1 de out. de 2007

UM MUNDO EM DESEQUILÍBRIO



Lembra o filme "A História sem Fim"? Lembra o "nada", aquela sombra aterrorizante que avançava engolindo tudo?

É o que aconteceu aos iraquianos. Do dia pra noite, o "nada" chegou.

O Iraque seria o Jardim do Éden, a reprodução do céu feita na terra por Deus. Terra de Abraão, da Torre de Babel, da Babilônia. Berço da agricultura, da escrita, da roda, da astronomia, da teoria jurídica, da burocracia e da urbanização. Terra da Árvore da Vida. Bagdá, a "Cidade das Mil e Uma Noites".

Assediada por mesopotâmios, sumérios, acadianos, babilônios, assírios, persas, gregos, árabes, mongóis, turcos e finalmente, os britânicos; violência, usurpação e saques fazem parte da memória cristalizada daquele povo.

Segundo a wikkipédia, o Iraque nasceu de uma "costura mal-feita" no fim da I Guerra. O primeiro ministro inglês da época pensou em apenas reduzir os gastos militares do Reino Unido em suas colônias. Disso, ele criou o país Iraque para otimizar custos, ao contrário que seria se tivesse feito outros países na região.

Em outras palavras: pra minimizar "custos", os sábios súditos da rainha enfiaram xiitas, sunitas e curdos no mesmo saco. Pau que nasce torto...

Mas, enfim, não vejo como um regime democrático poderia manter unidas essas facções cujo ódio remonta a milhares de anos. É a mesma tragédia dos ruandeses com os Utus e os Tutsi. "Briga de irmão é de difícil solução", teria dito a minha avó que era muito afeita a rimas. Bem ou mal, Saddam botou alguma ordem no galinheiro e o país prosperou a despeito da corrupção, da brutalidade e tudo o mais que sabemos (embora as tais armas químicas de destruição em massa e documentos que comprovassem o financiamento aos terroristas nunca tenham vindo a público).

* [Linhas fornecidas]
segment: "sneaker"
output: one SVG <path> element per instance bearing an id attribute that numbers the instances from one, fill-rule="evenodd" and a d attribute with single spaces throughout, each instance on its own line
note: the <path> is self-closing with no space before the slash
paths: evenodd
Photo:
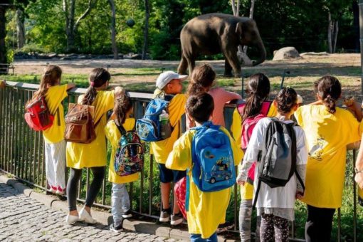
<path id="1" fill-rule="evenodd" d="M 78 216 L 68 214 L 65 217 L 65 222 L 68 224 L 73 224 L 76 222 L 80 222 L 82 220 Z"/>
<path id="2" fill-rule="evenodd" d="M 85 209 L 85 208 L 82 209 L 80 212 L 80 219 L 84 221 L 87 223 L 95 224 L 97 223 L 97 221 L 94 219 L 90 214 Z"/>
<path id="3" fill-rule="evenodd" d="M 57 188 L 57 191 L 56 191 L 56 194 L 57 195 L 64 195 L 65 193 L 65 189 L 61 189 L 60 186 Z"/>
<path id="4" fill-rule="evenodd" d="M 49 192 L 51 192 L 52 194 L 56 194 L 57 192 L 57 187 L 51 186 L 51 188 L 49 189 Z"/>
<path id="5" fill-rule="evenodd" d="M 160 222 L 169 222 L 170 219 L 170 209 L 162 210 L 160 212 L 160 218 L 159 218 L 159 221 Z"/>
<path id="6" fill-rule="evenodd" d="M 176 214 L 172 215 L 172 221 L 170 221 L 171 225 L 178 225 L 183 223 L 183 215 L 179 212 Z"/>
<path id="7" fill-rule="evenodd" d="M 132 214 L 131 213 L 131 210 L 128 209 L 125 213 L 122 214 L 122 218 L 127 219 L 131 218 L 132 216 Z"/>
<path id="8" fill-rule="evenodd" d="M 122 228 L 122 222 L 121 222 L 121 223 L 120 223 L 117 226 L 115 226 L 115 223 L 112 223 L 110 226 L 110 230 L 116 233 L 122 231 L 124 230 L 124 228 Z"/>

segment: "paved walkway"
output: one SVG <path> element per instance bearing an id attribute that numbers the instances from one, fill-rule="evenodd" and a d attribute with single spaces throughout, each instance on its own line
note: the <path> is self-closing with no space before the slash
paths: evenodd
<path id="1" fill-rule="evenodd" d="M 176 241 L 154 235 L 115 233 L 107 226 L 68 225 L 65 214 L 0 183 L 0 241 Z"/>

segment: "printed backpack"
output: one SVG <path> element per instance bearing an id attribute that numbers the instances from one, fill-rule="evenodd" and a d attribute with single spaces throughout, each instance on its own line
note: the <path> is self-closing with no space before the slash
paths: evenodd
<path id="1" fill-rule="evenodd" d="M 191 144 L 193 182 L 202 191 L 216 191 L 233 186 L 236 172 L 229 137 L 220 125 L 206 122 L 196 130 Z"/>
<path id="2" fill-rule="evenodd" d="M 141 172 L 144 164 L 144 149 L 140 137 L 135 129 L 126 131 L 123 126 L 116 126 L 121 133 L 121 138 L 115 155 L 115 172 L 121 177 Z"/>
<path id="3" fill-rule="evenodd" d="M 95 129 L 100 121 L 93 123 L 95 107 L 70 103 L 65 115 L 64 140 L 68 142 L 89 144 L 96 138 Z"/>
<path id="4" fill-rule="evenodd" d="M 261 182 L 271 188 L 285 186 L 291 177 L 296 175 L 305 190 L 304 182 L 296 170 L 296 137 L 295 122 L 285 123 L 271 118 L 268 124 L 262 151 L 258 155 L 257 176 L 258 184 L 253 198 L 255 207 Z"/>
<path id="5" fill-rule="evenodd" d="M 24 118 L 29 127 L 35 131 L 46 130 L 53 125 L 54 116 L 51 114 L 44 97 L 39 97 L 28 103 Z M 57 109 L 58 125 L 59 111 Z"/>
<path id="6" fill-rule="evenodd" d="M 163 113 L 163 111 L 169 113 L 168 106 L 173 97 L 174 95 L 163 95 L 150 101 L 146 107 L 144 117 L 136 121 L 136 132 L 142 140 L 154 142 L 163 140 L 170 137 L 172 132 L 169 132 L 169 135 L 162 136 L 162 125 L 159 116 Z M 168 125 L 170 125 L 170 122 Z M 169 130 L 172 130 L 171 126 Z"/>
<path id="7" fill-rule="evenodd" d="M 246 152 L 247 149 L 247 145 L 248 144 L 248 142 L 250 141 L 251 137 L 252 135 L 252 132 L 253 131 L 253 128 L 256 125 L 261 119 L 267 117 L 268 114 L 268 110 L 271 107 L 272 102 L 263 102 L 262 103 L 261 110 L 260 114 L 253 116 L 249 117 L 246 120 L 242 121 L 242 132 L 241 134 L 241 147 L 243 152 Z M 246 102 L 240 104 L 237 107 L 237 110 L 241 115 L 241 117 L 243 116 L 244 109 L 246 107 Z M 253 184 L 253 181 L 255 180 L 255 169 L 256 169 L 256 162 L 254 162 L 248 172 L 247 173 L 247 182 L 251 184 Z"/>

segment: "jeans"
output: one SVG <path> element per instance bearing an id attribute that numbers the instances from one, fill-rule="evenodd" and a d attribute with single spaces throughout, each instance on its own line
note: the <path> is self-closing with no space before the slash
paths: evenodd
<path id="1" fill-rule="evenodd" d="M 122 214 L 130 209 L 130 197 L 125 183 L 112 183 L 112 213 L 113 221 L 118 225 L 122 221 Z"/>
<path id="2" fill-rule="evenodd" d="M 330 241 L 335 209 L 317 208 L 307 205 L 305 223 L 307 242 Z"/>
<path id="3" fill-rule="evenodd" d="M 208 238 L 201 238 L 201 234 L 191 233 L 190 241 L 191 242 L 217 242 L 217 232 L 214 232 L 211 237 Z"/>
<path id="4" fill-rule="evenodd" d="M 242 199 L 239 207 L 239 233 L 241 241 L 251 241 L 251 224 L 252 217 L 252 199 Z M 255 241 L 260 241 L 260 224 L 261 217 L 257 216 Z"/>
<path id="5" fill-rule="evenodd" d="M 91 207 L 93 205 L 105 177 L 105 167 L 90 167 L 92 173 L 93 173 L 93 180 L 87 191 L 85 206 Z M 68 201 L 69 211 L 77 210 L 77 186 L 81 176 L 82 169 L 70 168 L 70 174 L 67 183 L 67 199 Z"/>

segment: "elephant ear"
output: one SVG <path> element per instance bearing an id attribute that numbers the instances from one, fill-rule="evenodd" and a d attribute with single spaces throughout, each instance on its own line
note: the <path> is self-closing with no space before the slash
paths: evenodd
<path id="1" fill-rule="evenodd" d="M 236 33 L 241 43 L 249 43 L 251 41 L 251 30 L 248 30 L 248 23 L 246 21 L 239 21 L 236 25 Z"/>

* [Tarefa 1]
No texto sobre o Iraque, como Bagdá é chamada?
* [Tarefa 2]
Retome o texto sobre o Iraque e continue-o depois da última frase.

* [Resposta 1]
"Cidade das Mil e Uma Noites".

* [Resposta 2]
Ergueram-se estradas, monumentos, escolas, universidades e hospitais. Centros comerciais, cinemas, condomínios... Bagdá tinha vida como qualquer grande capital. E tinha cultura também.

Mas então o "nada" chegou. Do dia pra noite as pessoas se viram privadas de todos os serviços e direitos. Apagaram-se as luzes, a água foi cortada, os serviços básicos de saneamento e saúde degradados ao mínimo. A ordem social se foi e se a guerra civil não tem proporções ainda mais catastróficas é porque há uma maioria que resiste, que luta desesperada e silenciosamente para voltar à normalidade.

Mas essa normalidade é uma miragem cintilando no horizonte árido dessa e das próximas gerações. Nada mais será normal por décadas. Milhões de vidas foram interrompidas e não há reparo, não tem conserto: kaputz!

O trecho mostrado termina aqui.